SOURCE PASSAGE:
___
Once you have a spent a few months in the blogosphere you tend to know just what each blogger and commenter is going to write and that is why it’s boring. Without the death of a pope or something similar, the Australian blogosphere is essentially tedious and that’s why I think quite a few blogs are closing or not being as regulary updated.

I have gone back to reading books again and find that ultimately more satisfying than spending hours reading blogs.

2024 years ago

People go in an out of interests all the time, they pick them up and abandon them without it becoming a massive nazel gazing exercise or huge burden. I guess there have just been quite a few heavy duty discussions about the Great Meaning of Blogging recently that I don’t relate to at all. You’re not going to be able to change the world with blogging, but then what activity could an ordinary person undertake to change the world? Become Pope? Invent a time machine?

We’ve been though the infancy of blogging, the awesome wonder at the world phase of blogging, the brash confidence phase of blogging, maybe this is just bloggings teenage angst years.

I’m sorry to see HBD go too.

2024 years ago

I think blogging is a very selfish activity in the world of discussion when you compare it to the once-popular forums. At least any member of those could initiate a topic. There were also side benefits of forums such as email notification of posts, automatically taken to the first new post since your last visit etc.

I closed my blog down a week or two ago and re-opened it a few days later. I did a lot of thinking prior to the closing and since. I have come to the conclusion that blogging is, for many if not most, a form of group therapy (I’ve had enough of that to be able to judge it), having some kind of particular therapeutic value for the blogger. Like many medications, though, you need to keep increasing the dose – however, if your time or means of expression or interest or whatever is limited, you then can introduce psychological problems from NOT blogging. Perhaps blogging or participating in blogs is an addiction like any other: I see that as the case until someone proves blogging achieves anything more worthwhile.
___
TASKS FOR THIS EXERCISE:
1. In the blogging comments, write out the part starting at "People go in" and ending at "HBD go too.".
2. Decide whether each statement agrees with the blogging comments, answering yes or no and quoting the words from the comments that settle it.
(a) One commenter has returned to reading books.
(b) One commenter says forums lacked email notification of posts.
(c) One commenter closed a blog and kept it closed.
3. Carry on the blogging comments from the point where they stop.

(Dataset entries)
___
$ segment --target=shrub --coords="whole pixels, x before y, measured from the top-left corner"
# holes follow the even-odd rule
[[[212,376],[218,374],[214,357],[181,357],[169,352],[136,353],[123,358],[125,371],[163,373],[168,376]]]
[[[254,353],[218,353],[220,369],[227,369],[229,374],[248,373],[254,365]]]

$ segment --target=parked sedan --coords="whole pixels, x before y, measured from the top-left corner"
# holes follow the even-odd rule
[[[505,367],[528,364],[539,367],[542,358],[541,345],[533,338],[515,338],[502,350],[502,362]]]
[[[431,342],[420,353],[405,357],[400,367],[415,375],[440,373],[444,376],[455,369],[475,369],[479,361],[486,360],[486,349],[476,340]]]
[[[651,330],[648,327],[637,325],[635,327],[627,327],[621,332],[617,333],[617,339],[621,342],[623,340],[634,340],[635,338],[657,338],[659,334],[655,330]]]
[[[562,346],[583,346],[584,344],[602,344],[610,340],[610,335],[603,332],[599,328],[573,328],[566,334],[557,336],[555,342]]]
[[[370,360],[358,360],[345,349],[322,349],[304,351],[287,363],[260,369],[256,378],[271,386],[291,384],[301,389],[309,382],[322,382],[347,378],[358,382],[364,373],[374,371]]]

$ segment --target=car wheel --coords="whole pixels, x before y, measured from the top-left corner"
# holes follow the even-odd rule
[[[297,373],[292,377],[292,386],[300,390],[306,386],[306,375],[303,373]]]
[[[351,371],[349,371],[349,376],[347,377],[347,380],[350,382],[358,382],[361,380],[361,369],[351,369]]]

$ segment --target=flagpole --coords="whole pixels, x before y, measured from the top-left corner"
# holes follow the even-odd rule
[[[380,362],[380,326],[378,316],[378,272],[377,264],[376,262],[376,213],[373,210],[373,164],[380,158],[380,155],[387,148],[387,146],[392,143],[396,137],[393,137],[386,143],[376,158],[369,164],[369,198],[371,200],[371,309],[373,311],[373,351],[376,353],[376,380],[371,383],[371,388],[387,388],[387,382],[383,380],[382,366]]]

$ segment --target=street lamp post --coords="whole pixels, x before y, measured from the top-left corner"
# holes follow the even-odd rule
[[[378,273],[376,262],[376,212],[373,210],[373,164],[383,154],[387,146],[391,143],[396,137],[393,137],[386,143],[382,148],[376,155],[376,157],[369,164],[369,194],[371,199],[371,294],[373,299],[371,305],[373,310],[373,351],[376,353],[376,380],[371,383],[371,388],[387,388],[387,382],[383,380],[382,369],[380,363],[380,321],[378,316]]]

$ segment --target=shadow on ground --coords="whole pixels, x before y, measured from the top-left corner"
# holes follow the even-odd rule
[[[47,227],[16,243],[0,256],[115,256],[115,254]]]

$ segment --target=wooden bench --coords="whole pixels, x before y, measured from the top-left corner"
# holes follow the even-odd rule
___
ANSWERS FOR THE EXERCISE:
1.
People go in an out of interests all the time, they pick them up and abandon them without it becoming a massive nazel gazing exercise or huge burden. I guess there have just been quite a few heavy duty discussions about the Great Meaning of Blogging recently that I don’t relate to at all. You’re not going to be able to change the world with blogging, but then what activity could an ordinary person undertake to change the world? Become Pope? Invent a time machine?

We’ve been though the infancy of blogging, the awesome wonder at the world phase of blogging, the brash confidence phase of blogging, maybe this is just bloggings teenage angst years.

I’m sorry to see HBD go too.

2.
(a) Yes: "I have gone back to reading books again and find that ultimately more satisfying than spending hours reading blogs."
(b) No: "There were also side benefits of forums such as email notification of posts"
(c) No: "I closed my blog down a week or two ago and re-opened it a few days later."

3.
I think TA came close to probably the best form for blogging: a co-operative venture with different points of view. Which takes me back to forums which worked in a similar way but have not really survived blogging. Perhaps blogging is a neo-con activity practised for self-gratification whereas forums were communes – a reflection of the increasing individualisation of selfish Western society.

The biggest problem with blogging is it’s follow-the-leader style where, as I said above, there is only a lot head nodding because everyone is on the ‘same side’.

In the end blogging is like pub-talk: lots words, ideas, emotions etc but once you sober up its wasn’t worth anything (unless you pashed your best friend’s partner and got caught).

2024 years ago

Depends on the blogs you read.

There’s more on offer than the favoured genre of forum/discussion/chat blogs.
eg Link bloggers just keep doing their stuff year after year sans angst or mission statements – I salute them.

HBD managed to combine good links with the short ironic take on things, and always found good stuff from a variety of sources. Will be missed.
Good luck, James.

2024 years ago

I think this is an inevitable phase experienced by any genuinely new medium.

I’m sure that once the printing press became relatively affordable, everyone and his dog wanted to run a newspaper.

But eventually, people would have run out of new things to say or the smaller newspapers wouldn’t be popular enough to justify their existance, so there had to be an inevitable period of consolidation.

Why have 20 blogs all expressing the same point of view? The echo chamber effect overwhelms the dialogue. Much better just to have one blog speak for all and then have a good discussion.

(Of course, if you use blogging as a form of public diary, the rules are completely different.)

Although I’m relatively new to TA, I think you have a good mix of authors and consistently entertaining writing. Something that’s well worth persevering with for a while in my opinion!

2024 years ago

If love hurts, you ain’t doing it right.

A big dose of sunshine and vitamins your way.